## Written instruction
Which lines in the records below contain the word "blue"? Find each one and copy it out, treating case as significant.

** start of Material for this task **

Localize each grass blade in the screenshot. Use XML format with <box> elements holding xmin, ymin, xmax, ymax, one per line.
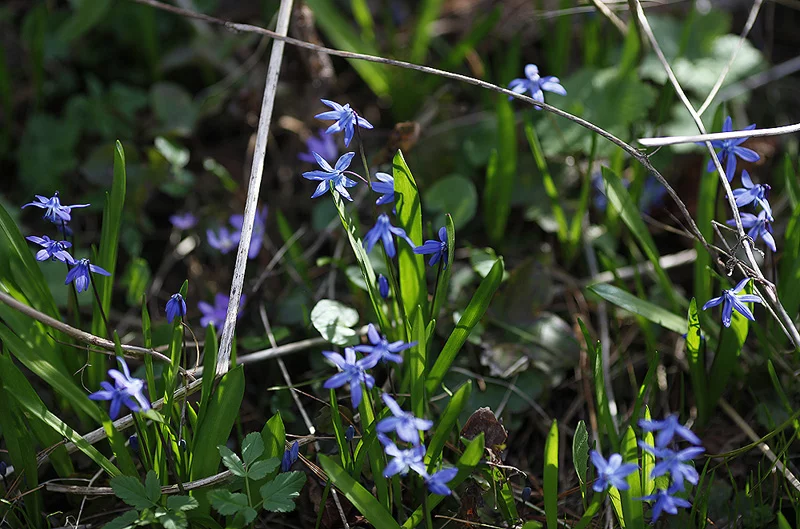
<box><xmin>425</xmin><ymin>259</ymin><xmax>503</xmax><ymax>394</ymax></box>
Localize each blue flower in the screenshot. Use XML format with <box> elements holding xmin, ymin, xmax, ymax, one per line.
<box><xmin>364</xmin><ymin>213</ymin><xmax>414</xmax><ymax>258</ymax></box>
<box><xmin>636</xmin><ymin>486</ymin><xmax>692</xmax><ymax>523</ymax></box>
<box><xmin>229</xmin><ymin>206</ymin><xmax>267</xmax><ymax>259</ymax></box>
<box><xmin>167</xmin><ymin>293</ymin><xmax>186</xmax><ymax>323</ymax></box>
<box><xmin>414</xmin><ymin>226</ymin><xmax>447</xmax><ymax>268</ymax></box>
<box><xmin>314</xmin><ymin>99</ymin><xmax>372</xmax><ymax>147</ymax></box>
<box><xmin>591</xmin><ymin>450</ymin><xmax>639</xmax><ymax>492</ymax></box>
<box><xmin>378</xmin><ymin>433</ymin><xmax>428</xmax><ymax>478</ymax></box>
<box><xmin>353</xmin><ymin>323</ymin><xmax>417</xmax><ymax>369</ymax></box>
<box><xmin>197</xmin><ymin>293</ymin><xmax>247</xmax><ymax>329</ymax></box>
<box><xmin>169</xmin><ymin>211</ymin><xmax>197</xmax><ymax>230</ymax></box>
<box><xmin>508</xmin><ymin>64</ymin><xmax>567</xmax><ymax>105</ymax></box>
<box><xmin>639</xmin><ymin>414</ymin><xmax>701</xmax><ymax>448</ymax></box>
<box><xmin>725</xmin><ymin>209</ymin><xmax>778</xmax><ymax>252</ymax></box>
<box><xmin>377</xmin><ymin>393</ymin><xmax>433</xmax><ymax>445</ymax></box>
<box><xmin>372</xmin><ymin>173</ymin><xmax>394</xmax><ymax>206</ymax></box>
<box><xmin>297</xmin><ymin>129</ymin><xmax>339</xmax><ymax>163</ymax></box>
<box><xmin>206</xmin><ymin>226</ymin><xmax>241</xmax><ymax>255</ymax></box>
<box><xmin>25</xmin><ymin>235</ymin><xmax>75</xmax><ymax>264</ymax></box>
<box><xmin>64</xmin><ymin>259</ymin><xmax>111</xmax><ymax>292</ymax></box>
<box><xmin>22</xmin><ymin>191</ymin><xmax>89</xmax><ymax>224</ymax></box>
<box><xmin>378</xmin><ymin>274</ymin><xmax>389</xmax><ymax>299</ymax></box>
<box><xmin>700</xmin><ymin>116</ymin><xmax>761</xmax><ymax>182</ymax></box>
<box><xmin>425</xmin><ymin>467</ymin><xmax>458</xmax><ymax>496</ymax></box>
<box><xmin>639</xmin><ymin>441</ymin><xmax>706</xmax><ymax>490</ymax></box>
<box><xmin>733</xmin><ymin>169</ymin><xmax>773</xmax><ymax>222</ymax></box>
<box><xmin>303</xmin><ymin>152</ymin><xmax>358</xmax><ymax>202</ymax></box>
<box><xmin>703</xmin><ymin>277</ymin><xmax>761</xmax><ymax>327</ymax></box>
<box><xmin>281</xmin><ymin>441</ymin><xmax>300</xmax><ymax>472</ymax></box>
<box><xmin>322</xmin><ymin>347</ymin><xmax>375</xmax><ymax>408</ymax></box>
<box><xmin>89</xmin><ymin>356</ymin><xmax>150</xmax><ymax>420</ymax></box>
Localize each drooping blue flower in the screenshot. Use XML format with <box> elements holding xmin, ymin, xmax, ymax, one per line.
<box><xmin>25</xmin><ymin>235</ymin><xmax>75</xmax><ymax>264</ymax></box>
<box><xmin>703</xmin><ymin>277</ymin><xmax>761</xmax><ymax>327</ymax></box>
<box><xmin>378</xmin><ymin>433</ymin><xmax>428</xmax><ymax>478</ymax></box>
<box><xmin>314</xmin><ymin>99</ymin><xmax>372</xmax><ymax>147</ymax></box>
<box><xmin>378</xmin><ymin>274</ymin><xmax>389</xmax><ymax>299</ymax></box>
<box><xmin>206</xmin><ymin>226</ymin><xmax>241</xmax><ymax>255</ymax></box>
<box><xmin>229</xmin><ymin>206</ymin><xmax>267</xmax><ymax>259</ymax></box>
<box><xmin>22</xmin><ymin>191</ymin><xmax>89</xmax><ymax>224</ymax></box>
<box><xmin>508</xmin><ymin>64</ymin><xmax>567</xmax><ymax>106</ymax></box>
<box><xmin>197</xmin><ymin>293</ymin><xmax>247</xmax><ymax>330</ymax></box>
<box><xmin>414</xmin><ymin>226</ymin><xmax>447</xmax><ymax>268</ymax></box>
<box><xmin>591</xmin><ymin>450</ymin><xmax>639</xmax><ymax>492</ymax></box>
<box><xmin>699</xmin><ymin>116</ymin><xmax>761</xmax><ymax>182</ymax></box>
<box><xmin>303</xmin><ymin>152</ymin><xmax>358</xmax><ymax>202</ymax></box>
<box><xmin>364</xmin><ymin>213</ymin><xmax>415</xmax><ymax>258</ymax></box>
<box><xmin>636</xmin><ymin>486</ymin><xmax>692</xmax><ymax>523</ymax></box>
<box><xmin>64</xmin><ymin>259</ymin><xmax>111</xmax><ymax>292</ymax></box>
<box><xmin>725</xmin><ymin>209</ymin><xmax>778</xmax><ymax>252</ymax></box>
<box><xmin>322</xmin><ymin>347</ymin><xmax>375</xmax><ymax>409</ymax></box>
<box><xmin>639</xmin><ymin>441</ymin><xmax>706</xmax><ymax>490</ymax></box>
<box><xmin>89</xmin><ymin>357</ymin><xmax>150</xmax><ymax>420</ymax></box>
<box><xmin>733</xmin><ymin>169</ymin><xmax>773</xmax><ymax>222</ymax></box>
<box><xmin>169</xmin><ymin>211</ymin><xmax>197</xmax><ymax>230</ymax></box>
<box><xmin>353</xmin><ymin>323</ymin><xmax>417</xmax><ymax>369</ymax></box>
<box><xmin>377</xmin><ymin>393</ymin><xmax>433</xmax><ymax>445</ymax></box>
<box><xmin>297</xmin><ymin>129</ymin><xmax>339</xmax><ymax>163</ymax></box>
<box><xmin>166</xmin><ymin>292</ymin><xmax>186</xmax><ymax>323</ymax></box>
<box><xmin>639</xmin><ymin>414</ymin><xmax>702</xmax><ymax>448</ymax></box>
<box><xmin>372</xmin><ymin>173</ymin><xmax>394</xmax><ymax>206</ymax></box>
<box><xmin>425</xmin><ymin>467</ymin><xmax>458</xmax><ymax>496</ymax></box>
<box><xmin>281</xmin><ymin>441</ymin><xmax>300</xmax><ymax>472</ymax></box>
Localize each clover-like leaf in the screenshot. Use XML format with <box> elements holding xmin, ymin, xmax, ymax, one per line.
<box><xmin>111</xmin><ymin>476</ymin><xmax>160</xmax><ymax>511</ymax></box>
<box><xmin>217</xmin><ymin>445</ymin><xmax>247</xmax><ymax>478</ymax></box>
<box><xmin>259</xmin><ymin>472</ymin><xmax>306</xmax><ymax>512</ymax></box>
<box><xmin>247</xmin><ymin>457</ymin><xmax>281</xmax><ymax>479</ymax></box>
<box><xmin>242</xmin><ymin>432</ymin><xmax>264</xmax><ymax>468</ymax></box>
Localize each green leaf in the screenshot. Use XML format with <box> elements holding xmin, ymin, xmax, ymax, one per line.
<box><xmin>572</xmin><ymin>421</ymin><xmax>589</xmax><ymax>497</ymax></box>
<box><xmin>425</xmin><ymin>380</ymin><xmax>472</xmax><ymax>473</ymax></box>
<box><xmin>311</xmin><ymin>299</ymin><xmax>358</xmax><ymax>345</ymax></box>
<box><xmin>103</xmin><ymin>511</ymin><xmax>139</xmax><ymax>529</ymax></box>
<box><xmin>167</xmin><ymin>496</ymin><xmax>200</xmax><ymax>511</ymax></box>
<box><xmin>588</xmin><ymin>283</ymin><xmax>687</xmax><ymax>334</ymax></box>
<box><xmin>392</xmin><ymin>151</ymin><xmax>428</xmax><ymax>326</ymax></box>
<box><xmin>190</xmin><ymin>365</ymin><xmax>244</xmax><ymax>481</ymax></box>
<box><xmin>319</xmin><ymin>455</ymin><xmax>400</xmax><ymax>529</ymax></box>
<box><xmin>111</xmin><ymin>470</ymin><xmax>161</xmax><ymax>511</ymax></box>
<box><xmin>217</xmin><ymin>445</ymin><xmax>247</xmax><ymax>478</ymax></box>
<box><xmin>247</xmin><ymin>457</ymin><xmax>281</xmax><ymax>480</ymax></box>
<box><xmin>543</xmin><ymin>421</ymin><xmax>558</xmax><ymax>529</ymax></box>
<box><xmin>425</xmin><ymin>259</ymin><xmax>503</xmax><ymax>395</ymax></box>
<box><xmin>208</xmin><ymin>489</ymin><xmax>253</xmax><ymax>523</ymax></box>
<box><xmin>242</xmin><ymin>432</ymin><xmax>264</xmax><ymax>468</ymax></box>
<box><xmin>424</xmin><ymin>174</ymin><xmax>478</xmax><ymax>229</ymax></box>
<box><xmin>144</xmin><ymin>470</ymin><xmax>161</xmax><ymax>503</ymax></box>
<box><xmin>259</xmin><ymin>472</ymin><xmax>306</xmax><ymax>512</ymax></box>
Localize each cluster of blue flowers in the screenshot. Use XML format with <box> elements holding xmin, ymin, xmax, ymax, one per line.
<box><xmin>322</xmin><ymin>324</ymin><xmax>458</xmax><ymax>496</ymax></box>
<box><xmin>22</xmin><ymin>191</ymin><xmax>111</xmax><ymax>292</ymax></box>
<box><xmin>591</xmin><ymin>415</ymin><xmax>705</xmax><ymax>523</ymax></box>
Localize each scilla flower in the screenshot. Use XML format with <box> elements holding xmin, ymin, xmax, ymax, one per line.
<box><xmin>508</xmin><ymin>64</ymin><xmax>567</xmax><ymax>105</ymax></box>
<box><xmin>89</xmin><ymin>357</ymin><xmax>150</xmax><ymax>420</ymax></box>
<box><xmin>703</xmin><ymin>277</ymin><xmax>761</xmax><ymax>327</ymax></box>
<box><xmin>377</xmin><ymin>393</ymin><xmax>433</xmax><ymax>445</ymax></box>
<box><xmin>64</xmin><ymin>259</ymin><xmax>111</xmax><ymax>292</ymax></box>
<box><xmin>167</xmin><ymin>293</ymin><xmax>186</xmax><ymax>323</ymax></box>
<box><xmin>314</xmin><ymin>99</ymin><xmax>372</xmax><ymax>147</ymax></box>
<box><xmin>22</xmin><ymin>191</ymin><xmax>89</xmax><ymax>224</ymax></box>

** end of Material for this task **
** start of Material for this task **

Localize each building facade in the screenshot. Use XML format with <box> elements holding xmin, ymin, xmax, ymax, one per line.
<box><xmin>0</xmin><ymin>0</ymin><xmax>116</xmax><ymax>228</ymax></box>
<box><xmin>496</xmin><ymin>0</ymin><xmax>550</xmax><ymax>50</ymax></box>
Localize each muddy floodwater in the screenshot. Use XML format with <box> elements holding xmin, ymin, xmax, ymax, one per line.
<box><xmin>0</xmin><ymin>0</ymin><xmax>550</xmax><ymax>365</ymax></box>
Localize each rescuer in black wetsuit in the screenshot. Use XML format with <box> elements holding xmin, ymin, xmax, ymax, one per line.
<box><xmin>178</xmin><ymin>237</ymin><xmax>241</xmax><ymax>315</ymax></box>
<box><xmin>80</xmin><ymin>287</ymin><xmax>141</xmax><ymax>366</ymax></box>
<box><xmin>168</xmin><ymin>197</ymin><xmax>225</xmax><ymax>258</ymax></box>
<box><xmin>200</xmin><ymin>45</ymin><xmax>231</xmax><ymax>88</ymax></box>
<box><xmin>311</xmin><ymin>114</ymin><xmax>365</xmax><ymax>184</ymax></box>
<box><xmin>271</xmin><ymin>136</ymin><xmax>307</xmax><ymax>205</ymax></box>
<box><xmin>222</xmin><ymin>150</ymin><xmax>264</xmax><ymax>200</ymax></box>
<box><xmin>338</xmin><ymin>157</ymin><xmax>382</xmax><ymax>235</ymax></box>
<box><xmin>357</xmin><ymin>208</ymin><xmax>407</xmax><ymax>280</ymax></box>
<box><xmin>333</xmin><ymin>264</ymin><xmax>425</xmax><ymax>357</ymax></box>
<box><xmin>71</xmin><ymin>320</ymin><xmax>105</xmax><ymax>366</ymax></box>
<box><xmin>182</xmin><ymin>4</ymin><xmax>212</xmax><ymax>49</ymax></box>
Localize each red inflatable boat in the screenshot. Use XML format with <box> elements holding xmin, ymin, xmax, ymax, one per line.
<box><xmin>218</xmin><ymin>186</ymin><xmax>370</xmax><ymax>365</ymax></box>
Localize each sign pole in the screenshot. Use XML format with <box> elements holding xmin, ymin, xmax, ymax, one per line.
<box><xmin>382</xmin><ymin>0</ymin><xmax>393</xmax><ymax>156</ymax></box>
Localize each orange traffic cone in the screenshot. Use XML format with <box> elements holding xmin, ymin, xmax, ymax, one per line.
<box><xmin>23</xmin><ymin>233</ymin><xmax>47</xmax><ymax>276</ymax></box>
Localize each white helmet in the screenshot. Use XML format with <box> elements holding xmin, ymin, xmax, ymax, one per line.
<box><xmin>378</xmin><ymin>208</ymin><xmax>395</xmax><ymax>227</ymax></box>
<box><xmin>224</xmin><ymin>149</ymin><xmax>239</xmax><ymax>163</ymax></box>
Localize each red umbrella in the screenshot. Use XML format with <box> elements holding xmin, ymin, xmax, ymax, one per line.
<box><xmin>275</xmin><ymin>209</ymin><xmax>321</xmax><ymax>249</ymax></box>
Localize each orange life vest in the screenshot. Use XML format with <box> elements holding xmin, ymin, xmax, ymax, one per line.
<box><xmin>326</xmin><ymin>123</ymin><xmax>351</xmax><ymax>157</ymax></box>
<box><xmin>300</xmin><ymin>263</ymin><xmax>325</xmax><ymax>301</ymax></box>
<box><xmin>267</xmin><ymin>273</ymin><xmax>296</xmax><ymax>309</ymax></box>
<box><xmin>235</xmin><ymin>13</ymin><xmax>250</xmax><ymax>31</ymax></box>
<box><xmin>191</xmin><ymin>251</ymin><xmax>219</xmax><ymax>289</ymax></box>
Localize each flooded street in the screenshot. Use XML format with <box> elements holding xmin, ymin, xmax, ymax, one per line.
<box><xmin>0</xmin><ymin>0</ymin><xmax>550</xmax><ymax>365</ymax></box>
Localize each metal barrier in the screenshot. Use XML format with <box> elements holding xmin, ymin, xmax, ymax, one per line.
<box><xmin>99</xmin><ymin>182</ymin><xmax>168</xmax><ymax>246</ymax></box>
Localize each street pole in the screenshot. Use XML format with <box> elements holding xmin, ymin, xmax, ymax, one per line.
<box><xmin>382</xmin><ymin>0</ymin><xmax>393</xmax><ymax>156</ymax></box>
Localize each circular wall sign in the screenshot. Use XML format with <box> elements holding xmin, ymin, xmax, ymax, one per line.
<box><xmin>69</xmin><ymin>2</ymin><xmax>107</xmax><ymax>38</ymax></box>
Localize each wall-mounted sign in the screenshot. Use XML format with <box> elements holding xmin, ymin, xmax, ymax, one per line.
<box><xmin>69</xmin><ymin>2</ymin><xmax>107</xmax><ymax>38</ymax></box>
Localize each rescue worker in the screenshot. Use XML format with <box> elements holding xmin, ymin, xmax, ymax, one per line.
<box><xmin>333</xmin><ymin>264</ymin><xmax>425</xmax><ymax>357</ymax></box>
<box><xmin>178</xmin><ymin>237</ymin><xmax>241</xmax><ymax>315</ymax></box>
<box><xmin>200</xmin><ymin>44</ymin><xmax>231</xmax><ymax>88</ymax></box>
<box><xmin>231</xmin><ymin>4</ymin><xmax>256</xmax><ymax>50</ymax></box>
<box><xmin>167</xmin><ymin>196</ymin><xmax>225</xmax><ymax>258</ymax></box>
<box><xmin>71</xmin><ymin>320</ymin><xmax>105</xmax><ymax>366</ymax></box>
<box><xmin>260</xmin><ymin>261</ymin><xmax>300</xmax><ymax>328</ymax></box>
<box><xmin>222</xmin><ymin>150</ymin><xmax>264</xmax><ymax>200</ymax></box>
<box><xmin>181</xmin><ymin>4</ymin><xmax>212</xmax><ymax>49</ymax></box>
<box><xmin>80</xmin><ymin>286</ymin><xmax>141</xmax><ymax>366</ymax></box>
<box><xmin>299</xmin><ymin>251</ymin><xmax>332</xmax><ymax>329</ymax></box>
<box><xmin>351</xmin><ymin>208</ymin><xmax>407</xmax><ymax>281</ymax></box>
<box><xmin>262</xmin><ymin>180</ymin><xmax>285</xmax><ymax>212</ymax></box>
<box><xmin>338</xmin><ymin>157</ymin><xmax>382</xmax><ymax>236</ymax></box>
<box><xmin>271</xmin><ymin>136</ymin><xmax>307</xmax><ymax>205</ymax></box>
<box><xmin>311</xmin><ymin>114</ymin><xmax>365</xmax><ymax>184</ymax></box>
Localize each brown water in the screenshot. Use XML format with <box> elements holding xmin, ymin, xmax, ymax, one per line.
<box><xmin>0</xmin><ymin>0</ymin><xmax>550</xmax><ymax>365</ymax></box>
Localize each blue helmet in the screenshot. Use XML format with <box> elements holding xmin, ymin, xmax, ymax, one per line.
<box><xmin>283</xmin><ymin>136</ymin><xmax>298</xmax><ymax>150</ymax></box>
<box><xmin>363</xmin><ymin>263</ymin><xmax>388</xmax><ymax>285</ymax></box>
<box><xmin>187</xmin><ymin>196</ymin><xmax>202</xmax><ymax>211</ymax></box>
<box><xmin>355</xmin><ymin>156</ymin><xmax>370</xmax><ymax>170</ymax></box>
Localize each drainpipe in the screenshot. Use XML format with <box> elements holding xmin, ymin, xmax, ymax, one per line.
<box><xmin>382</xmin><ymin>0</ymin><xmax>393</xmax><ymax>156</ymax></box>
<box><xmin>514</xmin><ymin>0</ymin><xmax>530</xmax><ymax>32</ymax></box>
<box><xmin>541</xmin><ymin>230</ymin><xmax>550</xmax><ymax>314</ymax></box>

** end of Material for this task **
** start of Material for this task **

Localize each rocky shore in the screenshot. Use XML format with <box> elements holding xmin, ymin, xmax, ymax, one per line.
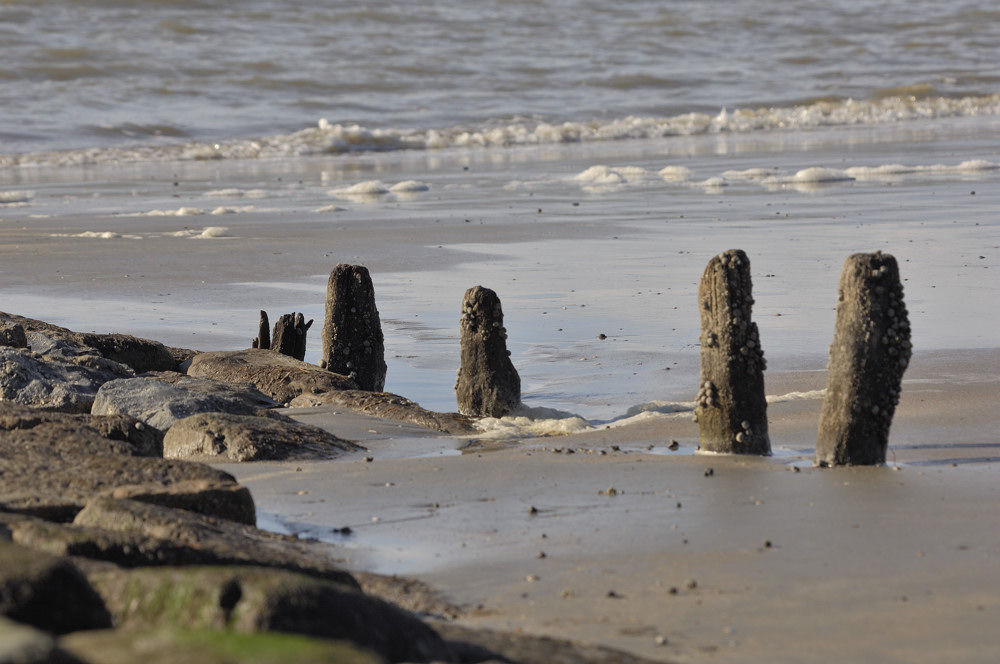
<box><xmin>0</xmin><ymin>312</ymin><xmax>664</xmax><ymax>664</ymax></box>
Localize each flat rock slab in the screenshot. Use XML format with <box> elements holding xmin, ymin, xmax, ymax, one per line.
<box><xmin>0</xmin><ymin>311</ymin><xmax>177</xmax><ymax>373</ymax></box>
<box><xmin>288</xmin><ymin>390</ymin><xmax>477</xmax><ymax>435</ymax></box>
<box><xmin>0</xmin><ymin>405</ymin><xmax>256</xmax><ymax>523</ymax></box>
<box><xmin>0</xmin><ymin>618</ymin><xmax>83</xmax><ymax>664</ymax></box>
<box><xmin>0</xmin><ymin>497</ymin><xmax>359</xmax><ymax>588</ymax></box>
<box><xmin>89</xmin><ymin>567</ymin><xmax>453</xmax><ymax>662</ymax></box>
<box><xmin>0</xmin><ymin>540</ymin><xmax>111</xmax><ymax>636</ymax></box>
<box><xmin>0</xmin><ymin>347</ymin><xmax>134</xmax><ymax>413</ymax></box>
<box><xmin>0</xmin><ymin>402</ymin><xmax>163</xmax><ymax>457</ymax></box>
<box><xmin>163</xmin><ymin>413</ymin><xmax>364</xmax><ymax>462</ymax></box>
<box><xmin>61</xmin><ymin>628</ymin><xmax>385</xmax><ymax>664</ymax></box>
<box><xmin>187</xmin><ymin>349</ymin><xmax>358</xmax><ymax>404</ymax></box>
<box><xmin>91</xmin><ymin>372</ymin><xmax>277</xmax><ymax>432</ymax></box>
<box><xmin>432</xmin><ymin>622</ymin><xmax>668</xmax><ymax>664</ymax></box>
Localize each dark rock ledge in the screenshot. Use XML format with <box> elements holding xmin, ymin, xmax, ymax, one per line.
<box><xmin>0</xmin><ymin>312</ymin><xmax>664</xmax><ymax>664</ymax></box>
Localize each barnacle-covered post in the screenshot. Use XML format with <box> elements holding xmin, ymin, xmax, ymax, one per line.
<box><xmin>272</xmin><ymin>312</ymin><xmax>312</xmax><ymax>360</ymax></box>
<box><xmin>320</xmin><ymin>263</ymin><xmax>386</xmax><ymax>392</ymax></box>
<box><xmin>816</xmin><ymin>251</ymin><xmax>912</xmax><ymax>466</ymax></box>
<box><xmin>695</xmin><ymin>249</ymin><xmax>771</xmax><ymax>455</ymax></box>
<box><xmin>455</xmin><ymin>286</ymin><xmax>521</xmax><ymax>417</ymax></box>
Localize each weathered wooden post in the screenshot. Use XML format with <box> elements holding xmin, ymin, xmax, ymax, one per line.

** end of Material for this task **

## Written answer
Localize each blue flower in the screenshot. Use XML format with <box> elements holding xmin, ymin, xmax, ymax, one per line.
Localize each drooping blue flower in the screenshot. Use XML format with <box> elements holding xmin, ymin, xmax, ymax, one per line.
Localize each cluster of blue flowers in the screenshot. Use XML format with <box> elements holding xmin, ymin, xmax, ymax, one per line.
Localize each blue helmet in the screenshot. Use XML format with <box> elements holding xmin, ymin, xmax, ymax, one per line.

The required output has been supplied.